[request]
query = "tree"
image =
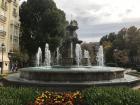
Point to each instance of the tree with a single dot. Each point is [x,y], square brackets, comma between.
[41,21]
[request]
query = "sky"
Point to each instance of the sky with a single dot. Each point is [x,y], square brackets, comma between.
[97,18]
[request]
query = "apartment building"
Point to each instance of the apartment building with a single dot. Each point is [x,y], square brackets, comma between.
[9,31]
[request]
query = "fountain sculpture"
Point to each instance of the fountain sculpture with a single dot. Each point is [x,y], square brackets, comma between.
[100,56]
[68,75]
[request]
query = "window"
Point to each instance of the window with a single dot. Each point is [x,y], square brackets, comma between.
[14,12]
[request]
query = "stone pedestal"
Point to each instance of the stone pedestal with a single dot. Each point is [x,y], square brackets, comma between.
[67,61]
[85,61]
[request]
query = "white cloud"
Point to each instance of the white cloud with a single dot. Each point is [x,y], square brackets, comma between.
[98,17]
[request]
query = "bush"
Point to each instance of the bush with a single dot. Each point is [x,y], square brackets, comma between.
[59,98]
[111,96]
[17,96]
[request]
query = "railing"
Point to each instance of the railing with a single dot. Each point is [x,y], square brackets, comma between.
[2,33]
[2,18]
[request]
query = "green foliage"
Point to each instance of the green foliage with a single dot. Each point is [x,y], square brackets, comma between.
[17,96]
[111,96]
[41,21]
[126,41]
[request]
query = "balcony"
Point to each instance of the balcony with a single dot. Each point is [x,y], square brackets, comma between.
[2,18]
[2,33]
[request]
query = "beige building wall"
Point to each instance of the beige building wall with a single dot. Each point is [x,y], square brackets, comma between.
[9,29]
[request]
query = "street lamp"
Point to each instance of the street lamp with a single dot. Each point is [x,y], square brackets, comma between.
[10,56]
[2,45]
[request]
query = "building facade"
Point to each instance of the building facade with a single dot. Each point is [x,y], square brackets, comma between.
[9,31]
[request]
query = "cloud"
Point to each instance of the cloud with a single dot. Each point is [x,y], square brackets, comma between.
[99,17]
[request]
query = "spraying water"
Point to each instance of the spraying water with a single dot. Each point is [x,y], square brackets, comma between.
[47,61]
[78,52]
[71,46]
[100,56]
[86,55]
[58,56]
[39,57]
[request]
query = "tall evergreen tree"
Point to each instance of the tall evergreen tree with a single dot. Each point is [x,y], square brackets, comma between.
[41,22]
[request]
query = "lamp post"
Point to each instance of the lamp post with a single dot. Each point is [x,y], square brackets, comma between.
[2,45]
[10,56]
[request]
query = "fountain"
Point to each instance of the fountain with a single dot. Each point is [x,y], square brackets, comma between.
[39,57]
[86,56]
[100,56]
[58,56]
[78,52]
[67,75]
[47,61]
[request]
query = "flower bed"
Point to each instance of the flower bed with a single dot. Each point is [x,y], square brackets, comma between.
[53,98]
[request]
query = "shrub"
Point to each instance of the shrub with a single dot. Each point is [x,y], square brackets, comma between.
[111,96]
[55,98]
[17,96]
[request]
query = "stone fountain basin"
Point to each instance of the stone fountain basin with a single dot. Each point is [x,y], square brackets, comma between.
[71,73]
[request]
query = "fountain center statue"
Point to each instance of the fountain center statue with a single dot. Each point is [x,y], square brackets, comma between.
[69,45]
[66,76]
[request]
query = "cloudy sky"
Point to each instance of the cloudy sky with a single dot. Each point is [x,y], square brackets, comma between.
[99,17]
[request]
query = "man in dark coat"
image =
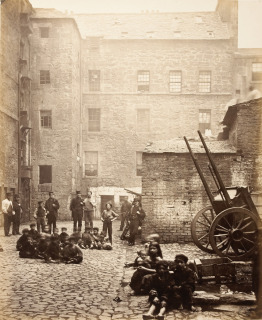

● What you are asked to do
How many lines of the listing above contain the word "tall"? Reply with the number alone.

● Solution below
2